SET PROBLEM:
Each record that follows should be repeated exactly, minus any images.

━━━━━ THE INPUT

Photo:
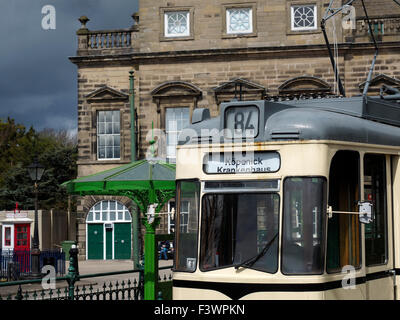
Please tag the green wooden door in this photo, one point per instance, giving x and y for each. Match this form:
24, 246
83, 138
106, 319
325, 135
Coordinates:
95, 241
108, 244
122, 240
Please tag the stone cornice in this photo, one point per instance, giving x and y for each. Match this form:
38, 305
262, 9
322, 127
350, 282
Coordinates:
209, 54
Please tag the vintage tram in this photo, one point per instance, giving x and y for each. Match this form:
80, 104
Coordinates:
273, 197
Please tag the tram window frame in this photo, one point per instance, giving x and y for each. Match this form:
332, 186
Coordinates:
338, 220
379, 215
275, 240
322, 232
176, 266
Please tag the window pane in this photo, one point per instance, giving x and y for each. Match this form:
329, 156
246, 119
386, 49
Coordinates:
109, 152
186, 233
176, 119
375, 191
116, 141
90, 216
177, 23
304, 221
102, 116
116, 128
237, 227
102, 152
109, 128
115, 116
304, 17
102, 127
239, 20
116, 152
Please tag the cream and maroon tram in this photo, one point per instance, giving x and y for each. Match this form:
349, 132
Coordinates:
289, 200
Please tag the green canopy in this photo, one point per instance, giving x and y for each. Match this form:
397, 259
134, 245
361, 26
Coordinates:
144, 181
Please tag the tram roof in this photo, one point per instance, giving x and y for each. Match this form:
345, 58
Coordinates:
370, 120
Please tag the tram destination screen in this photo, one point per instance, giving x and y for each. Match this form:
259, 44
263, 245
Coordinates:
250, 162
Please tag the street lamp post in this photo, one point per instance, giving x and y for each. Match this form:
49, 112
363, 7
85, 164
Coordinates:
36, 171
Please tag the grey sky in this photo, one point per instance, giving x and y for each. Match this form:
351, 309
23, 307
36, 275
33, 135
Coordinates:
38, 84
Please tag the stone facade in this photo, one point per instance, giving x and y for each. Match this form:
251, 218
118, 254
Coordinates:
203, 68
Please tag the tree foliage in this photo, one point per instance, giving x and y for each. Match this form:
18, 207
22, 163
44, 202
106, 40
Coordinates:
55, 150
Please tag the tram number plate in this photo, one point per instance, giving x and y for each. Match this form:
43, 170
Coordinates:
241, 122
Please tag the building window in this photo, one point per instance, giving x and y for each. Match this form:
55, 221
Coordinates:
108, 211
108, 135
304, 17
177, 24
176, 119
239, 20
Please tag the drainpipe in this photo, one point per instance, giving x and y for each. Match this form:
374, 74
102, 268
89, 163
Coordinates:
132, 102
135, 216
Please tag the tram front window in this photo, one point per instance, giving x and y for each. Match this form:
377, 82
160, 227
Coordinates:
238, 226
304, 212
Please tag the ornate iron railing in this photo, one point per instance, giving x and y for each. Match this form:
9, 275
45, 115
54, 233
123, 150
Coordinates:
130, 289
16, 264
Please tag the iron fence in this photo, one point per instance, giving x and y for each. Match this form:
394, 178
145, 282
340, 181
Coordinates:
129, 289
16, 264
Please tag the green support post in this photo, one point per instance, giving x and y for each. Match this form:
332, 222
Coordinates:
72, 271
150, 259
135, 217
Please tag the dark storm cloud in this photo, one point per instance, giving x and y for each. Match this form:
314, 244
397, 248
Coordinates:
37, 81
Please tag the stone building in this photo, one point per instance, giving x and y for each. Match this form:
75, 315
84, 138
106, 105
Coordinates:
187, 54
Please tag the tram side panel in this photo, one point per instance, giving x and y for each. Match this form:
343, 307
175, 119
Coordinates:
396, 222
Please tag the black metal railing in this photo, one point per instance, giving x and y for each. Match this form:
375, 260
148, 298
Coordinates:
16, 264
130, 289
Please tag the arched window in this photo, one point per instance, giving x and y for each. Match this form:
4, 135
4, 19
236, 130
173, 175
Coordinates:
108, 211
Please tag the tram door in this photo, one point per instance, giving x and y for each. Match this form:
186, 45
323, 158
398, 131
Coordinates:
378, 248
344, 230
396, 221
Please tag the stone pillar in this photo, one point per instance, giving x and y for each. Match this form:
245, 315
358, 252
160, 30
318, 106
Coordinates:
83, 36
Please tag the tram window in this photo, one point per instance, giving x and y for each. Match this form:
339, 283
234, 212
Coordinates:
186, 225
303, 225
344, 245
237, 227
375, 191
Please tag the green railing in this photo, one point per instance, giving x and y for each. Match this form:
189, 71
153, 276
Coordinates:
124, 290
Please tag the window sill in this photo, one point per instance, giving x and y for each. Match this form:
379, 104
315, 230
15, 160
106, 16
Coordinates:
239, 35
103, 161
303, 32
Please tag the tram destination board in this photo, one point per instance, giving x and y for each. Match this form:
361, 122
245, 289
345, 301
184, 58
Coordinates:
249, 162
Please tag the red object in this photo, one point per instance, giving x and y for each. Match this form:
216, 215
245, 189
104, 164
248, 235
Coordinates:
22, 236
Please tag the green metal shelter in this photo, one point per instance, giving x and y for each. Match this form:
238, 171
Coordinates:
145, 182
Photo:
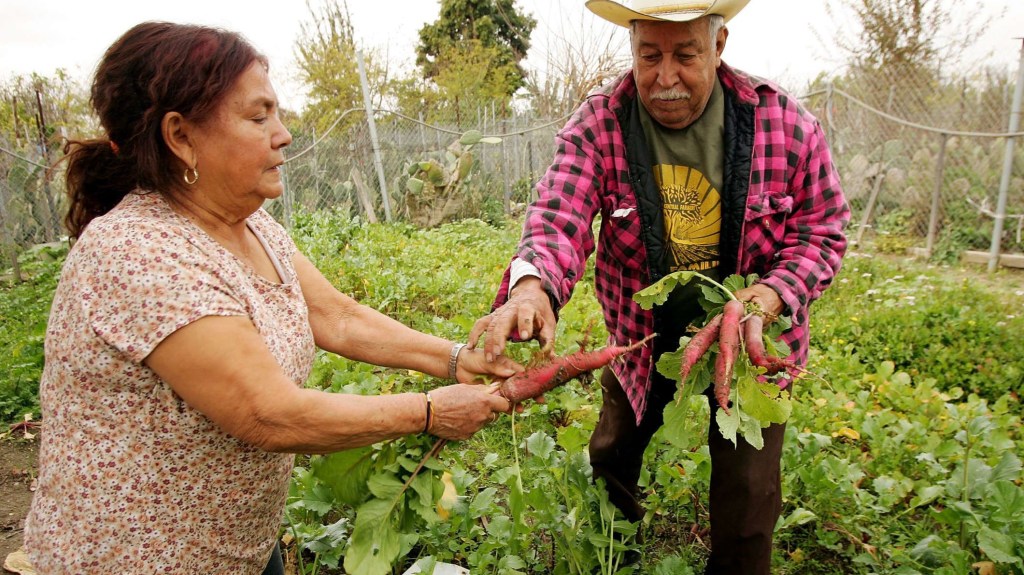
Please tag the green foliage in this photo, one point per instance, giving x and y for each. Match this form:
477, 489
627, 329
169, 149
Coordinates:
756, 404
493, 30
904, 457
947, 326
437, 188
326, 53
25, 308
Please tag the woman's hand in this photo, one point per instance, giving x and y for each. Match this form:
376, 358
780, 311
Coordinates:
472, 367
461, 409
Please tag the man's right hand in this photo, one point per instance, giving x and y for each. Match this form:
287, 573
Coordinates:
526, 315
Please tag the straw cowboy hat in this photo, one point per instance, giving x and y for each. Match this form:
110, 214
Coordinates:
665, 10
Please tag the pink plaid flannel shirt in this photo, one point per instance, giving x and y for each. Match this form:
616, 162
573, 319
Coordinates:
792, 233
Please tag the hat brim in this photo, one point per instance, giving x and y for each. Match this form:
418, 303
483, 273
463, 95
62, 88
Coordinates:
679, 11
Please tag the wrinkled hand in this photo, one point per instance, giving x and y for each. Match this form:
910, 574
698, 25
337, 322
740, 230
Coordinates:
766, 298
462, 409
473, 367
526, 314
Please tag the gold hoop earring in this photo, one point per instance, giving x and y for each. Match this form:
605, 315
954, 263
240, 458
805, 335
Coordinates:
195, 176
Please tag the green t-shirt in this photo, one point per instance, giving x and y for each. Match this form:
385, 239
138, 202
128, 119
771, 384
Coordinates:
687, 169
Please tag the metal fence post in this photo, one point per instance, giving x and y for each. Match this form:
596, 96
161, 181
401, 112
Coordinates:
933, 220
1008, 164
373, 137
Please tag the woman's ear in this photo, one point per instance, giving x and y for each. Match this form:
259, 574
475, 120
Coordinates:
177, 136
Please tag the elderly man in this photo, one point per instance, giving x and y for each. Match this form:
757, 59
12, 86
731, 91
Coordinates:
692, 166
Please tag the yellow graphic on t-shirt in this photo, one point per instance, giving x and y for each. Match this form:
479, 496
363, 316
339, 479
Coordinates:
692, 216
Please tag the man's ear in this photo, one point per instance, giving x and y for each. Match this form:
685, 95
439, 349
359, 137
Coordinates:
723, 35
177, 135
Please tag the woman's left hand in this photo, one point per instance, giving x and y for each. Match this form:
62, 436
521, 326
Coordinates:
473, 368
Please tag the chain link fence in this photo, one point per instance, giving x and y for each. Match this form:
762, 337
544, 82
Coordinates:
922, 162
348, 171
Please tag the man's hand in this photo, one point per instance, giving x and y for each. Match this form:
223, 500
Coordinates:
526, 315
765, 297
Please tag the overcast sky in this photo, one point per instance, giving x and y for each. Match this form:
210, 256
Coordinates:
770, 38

━━━━━━━━━━

OUTPUT FOR THIS TASK:
Photo:
Please tag the green wooden door in this photo, one point per instance, giving x and y for each. Match this form:
24, 246
83, 138
106, 319
325, 135
Coordinates:
95, 241
108, 244
122, 240
Please tag the stone cornice in this photo, one point per instance, giving x and y for each. Match this form:
38, 305
262, 9
322, 127
350, 282
Coordinates:
209, 54
Please tag the vintage tram in this photo, one point per instance, giving x and y for each. Match this form:
80, 104
Coordinates:
273, 197
Please tag the tram window frame in this photo, one point per instance, giving x and y for each. Match this form:
332, 186
Coordinates:
338, 220
379, 215
275, 240
322, 232
176, 266
Please tag the window pane in this photo, one point per instance, giving x and y for each. Match this form:
329, 156
246, 119
386, 49
Coordinates:
109, 152
186, 233
176, 119
375, 191
116, 141
90, 216
177, 23
304, 221
102, 116
116, 128
237, 227
102, 152
109, 128
115, 116
304, 17
102, 127
239, 20
116, 152
Please tag the cream and maroon tram in this photo, one point per instance, giving x and y for each. Match this form:
349, 132
Coordinates:
289, 200
Please tag the green canopy in this photo, one point per instance, giving x and y for each. Match this form:
397, 259
134, 245
361, 26
Coordinates:
144, 181
Please tag the tram roof in this photo, one point per instance, giving x and y for each. Match this form:
345, 58
Coordinates:
370, 120
Please tag the tram destination screen in this photo, one point per instance, giving x and y for each. Match this form:
259, 44
263, 245
Coordinates:
250, 162
Please tag the street lamp post in this photo, one point per instance, giving x and y for each. Match this form:
49, 112
363, 7
85, 164
Coordinates:
36, 171
Please tag the grey sky in this photo, one point per instance, giving x and y for each. Match this form:
351, 309
23, 307
36, 275
33, 135
Coordinates:
38, 84
Please tag the stone facade in this photo, one point per instance, giving x and y for each. Match this form:
251, 218
118, 254
Coordinates:
203, 68
Please tag the tree foliage in this photo, one point per instance, giving x and y for each. Match this form:
18, 207
22, 163
44, 202
106, 40
Coordinates:
55, 150
Please tag the tram number plate in this photo, one point per instance, giving x and y for each. Match this form:
43, 170
Coordinates:
241, 122
Please tag the building window in this photo, one point per instance, giving x and y for each. Match this form:
55, 221
Coordinates:
108, 211
108, 135
304, 17
177, 24
176, 119
239, 20
Please tag the drainpipe in this photo, one point per instance, giving x and y for each. Match this form:
374, 74
102, 268
89, 163
Coordinates:
132, 102
135, 216
Please tag the tram front window in this photo, one point per instance, giving x and y for each. Match this form:
377, 82
160, 227
Coordinates:
238, 226
304, 212
Please tag the ornate iron railing in this photo, one point per instance, giving x and y for each. Match this form:
9, 275
45, 115
54, 233
123, 150
Coordinates:
130, 289
16, 264
Please tag the iron fence in this photo, one point per instance, giving x and y for each. Match this form:
394, 178
145, 282
340, 181
Coordinates:
129, 289
16, 264
Please tag the green support post in this photo, one point per instance, giving x and y for each. Match this form:
332, 222
Coordinates:
72, 271
150, 259
135, 217
Please tag the dark storm cloud in this photo, one point per instance, giving x and y for each. Match this form:
314, 244
397, 248
Coordinates:
37, 81
Please tag the stone building in this photo, one point per instance, giving x and y for each. Match this form:
75, 315
84, 138
106, 105
Coordinates:
187, 54
Please tag the tram side panel in this photo, one point per instance, giving x and y for each. Match this form:
343, 307
175, 119
Coordinates:
396, 222
Please tag the black metal railing in this photo, one point per instance, giving x and y for each. Match this form:
375, 260
148, 298
Coordinates:
16, 264
130, 289
Please tag the arched window in this photo, one point per instance, giving x and y for each. Match this form:
4, 135
4, 19
236, 130
173, 175
Coordinates:
108, 211
Please tag the tram door in this photo, one point per instance, giving x and y for each. Match this form:
186, 45
323, 158
398, 131
Coordinates:
378, 248
344, 230
396, 221
Please tag the stone pillar in this photo, one point per instance, giving x and y for each. Match this form:
245, 315
358, 252
160, 30
318, 106
Coordinates:
83, 36
Please tag the tram window in this photo, one point per instance, giving x and y for each. Match this form:
339, 283
234, 212
Coordinates:
186, 225
303, 225
344, 245
237, 227
375, 191
Please tag the green railing in this photo, one point per instance, giving x and y for each. Match this form:
189, 71
153, 276
Coordinates:
124, 290
Please tag the window sill in this photo, one point per instance, giving x and y for each. Match this form:
379, 104
315, 230
15, 160
106, 16
Coordinates:
239, 35
103, 161
303, 32
Please tag the tram destination board in this photo, one point per instance, giving x and y for each. Match this form:
361, 122
245, 289
345, 301
184, 58
Coordinates:
249, 162
Please tag the red object in this photo, one point per instance, giving x and y for each. Match this form:
216, 215
245, 189
104, 164
248, 235
Coordinates:
22, 236
Please tag the green metal shelter in this photo, one point per instance, giving x and y for each. Match this form:
238, 171
Coordinates:
145, 182
Photo:
Please tag the green foliage in this photo, one point per instance, giving x and y for each. Match this form:
477, 489
627, 329
169, 149
Coordinates:
756, 404
493, 30
904, 457
947, 326
437, 188
326, 53
25, 308
Please tag the woman's hand in this photo, one point per instance, giving x and y for each. Match this form:
376, 358
780, 311
Coordinates:
472, 367
461, 409
Please tag the man's right hand in this photo, one point per instance, giving x and y for each. Match this form:
287, 573
Coordinates:
526, 315
Please tag the straw cowboy hat in this photo, one point per instance, giving x and y for each. Match this form:
110, 214
Coordinates:
665, 10
Please tag the pink plaid flannel shirt in this photo, one point per instance, giving x and y for each. Match this form:
616, 162
573, 319
Coordinates:
792, 233
Please tag the hat brim in this photo, one point per instance, giving x and y for each. Match this form:
418, 303
483, 273
463, 95
62, 88
Coordinates:
679, 11
Please tag the wrinkled hand in this photo, one point per instance, giving x and y for each. Match this form:
910, 574
698, 25
337, 322
740, 230
Coordinates:
766, 298
462, 409
473, 367
526, 314
Please tag the gold hoop earring in this photo, one point per instance, giving x and y for each. Match this form:
605, 315
954, 263
240, 458
805, 335
Coordinates:
195, 176
Please tag the green t-shirt in this photo, one point per instance, giving x and y for each. Match this form:
385, 239
138, 202
128, 119
771, 384
Coordinates:
687, 169
Please tag the metal fence post in this photo, one point per instance, giving x and y for each. Match this form:
596, 96
161, 181
401, 112
Coordinates:
933, 220
1008, 164
373, 137
Please tag the woman's ear in this photo, one point per instance, giving x and y for each. Match this form:
259, 574
475, 120
Coordinates:
177, 136
Please tag the elderly man in this photo, one point per instance, giving x and y for each. Match this form:
757, 59
12, 86
731, 91
Coordinates:
692, 166
Please tag the yellow graphic on t-shirt in this photo, one point per instance, giving x and y for each. Match this form:
479, 496
363, 316
339, 479
Coordinates:
692, 216
Please tag the man's ear in this photo, one point per instance, giving x and y for each. Match this form:
685, 95
439, 349
359, 137
Coordinates:
723, 35
177, 135
Please tag the woman's left hand in this photo, one point per instance, giving x and y for each. Match this form:
62, 436
521, 326
Coordinates:
473, 368
Please tag the chain link fence in this photo, one point per instance, giving x and y for each. Match this form:
762, 337
544, 82
Coordinates:
922, 162
348, 171
Please tag the man's hand in this photo, one point per instance, giving x and y for each. Match this form:
223, 500
Coordinates:
526, 315
765, 297
Please tag the overcast sky in this photo, one point per instance, giving x and y for each. Match this form:
210, 256
Coordinates:
770, 38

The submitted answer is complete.